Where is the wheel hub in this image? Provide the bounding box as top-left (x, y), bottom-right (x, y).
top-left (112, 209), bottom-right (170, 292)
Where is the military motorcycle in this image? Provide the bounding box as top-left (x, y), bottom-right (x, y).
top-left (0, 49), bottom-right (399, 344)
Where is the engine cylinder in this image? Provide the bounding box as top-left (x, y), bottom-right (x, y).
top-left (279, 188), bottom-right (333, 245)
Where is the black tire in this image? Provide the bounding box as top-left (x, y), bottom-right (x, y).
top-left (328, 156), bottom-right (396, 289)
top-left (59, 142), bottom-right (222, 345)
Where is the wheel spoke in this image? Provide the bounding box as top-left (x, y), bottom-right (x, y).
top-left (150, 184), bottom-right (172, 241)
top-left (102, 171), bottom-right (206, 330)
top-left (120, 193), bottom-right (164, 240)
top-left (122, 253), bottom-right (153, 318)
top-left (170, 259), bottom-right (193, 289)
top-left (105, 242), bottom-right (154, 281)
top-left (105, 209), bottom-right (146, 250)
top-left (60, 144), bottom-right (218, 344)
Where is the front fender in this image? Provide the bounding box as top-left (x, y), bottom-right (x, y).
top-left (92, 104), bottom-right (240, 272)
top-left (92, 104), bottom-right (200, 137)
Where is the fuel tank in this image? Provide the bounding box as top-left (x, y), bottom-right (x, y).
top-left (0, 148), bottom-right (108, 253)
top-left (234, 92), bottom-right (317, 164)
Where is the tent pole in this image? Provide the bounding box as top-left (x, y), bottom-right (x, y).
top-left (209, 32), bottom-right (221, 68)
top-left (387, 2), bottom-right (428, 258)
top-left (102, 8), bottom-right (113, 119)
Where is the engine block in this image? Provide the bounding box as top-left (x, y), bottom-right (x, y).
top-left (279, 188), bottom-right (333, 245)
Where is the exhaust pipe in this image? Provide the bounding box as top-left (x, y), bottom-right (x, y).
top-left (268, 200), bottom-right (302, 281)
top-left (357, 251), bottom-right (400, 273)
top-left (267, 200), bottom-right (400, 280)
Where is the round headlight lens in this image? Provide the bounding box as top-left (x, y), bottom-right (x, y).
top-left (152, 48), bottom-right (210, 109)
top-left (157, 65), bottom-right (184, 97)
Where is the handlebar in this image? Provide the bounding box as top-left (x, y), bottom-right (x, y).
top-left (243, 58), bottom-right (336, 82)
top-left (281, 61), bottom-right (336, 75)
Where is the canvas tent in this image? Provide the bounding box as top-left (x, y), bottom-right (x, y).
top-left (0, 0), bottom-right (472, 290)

▸ TRY IT
Your reply should be all of the data, returned exactly.

▸ EXERCISE RESPONSE
Where is the wheel hub in this image? Provide the bounding box as top-left (x, y), bottom-right (x, y).
top-left (112, 209), bottom-right (170, 292)
Where is the military motorcycle in this image? Provide the bounding box as top-left (x, y), bottom-right (x, y).
top-left (0, 49), bottom-right (399, 344)
Where is the engine cylinder in this image? Provide the bounding box as top-left (x, y), bottom-right (x, y).
top-left (279, 188), bottom-right (333, 245)
Where is the black tire in this image? Provide the bounding box as top-left (x, y), bottom-right (x, y).
top-left (328, 156), bottom-right (396, 289)
top-left (59, 142), bottom-right (222, 345)
Where is the wheel spoke in this image? Provide the bounding box as top-left (x, y), bottom-right (x, y).
top-left (150, 184), bottom-right (172, 241)
top-left (102, 171), bottom-right (206, 330)
top-left (120, 193), bottom-right (164, 240)
top-left (122, 253), bottom-right (153, 318)
top-left (170, 259), bottom-right (193, 289)
top-left (105, 242), bottom-right (154, 281)
top-left (105, 209), bottom-right (146, 250)
top-left (60, 144), bottom-right (218, 344)
Where is the front fender in this image? Provide the bounding box as top-left (x, y), bottom-right (x, y).
top-left (92, 104), bottom-right (240, 272)
top-left (92, 104), bottom-right (200, 137)
Where is the fuel tank in this image? Provide the bounding box as top-left (x, y), bottom-right (x, y).
top-left (0, 148), bottom-right (108, 253)
top-left (234, 92), bottom-right (317, 164)
Where is the tent pole in this image? Provide the bounding box as top-left (x, y), bottom-right (x, y).
top-left (209, 32), bottom-right (221, 68)
top-left (387, 2), bottom-right (428, 258)
top-left (102, 8), bottom-right (113, 119)
Where is the engine block in this image? Provide the bounding box as top-left (x, y), bottom-right (x, y).
top-left (279, 188), bottom-right (333, 245)
Where is the exhaust pipe in this image? Provide the bounding box as top-left (x, y), bottom-right (x, y).
top-left (268, 200), bottom-right (302, 281)
top-left (357, 251), bottom-right (400, 273)
top-left (267, 200), bottom-right (400, 280)
Where is the round headlight lens in this image? Provide the bounding box as top-left (x, y), bottom-right (x, y).
top-left (152, 48), bottom-right (210, 109)
top-left (157, 65), bottom-right (184, 97)
Where is the handlebar in this image? Provide the bounding box as top-left (x, y), bottom-right (x, y).
top-left (243, 58), bottom-right (336, 82)
top-left (281, 61), bottom-right (336, 75)
Where is the canvas tent in this image? Provide the bounding box as top-left (x, y), bottom-right (x, y).
top-left (0, 0), bottom-right (472, 290)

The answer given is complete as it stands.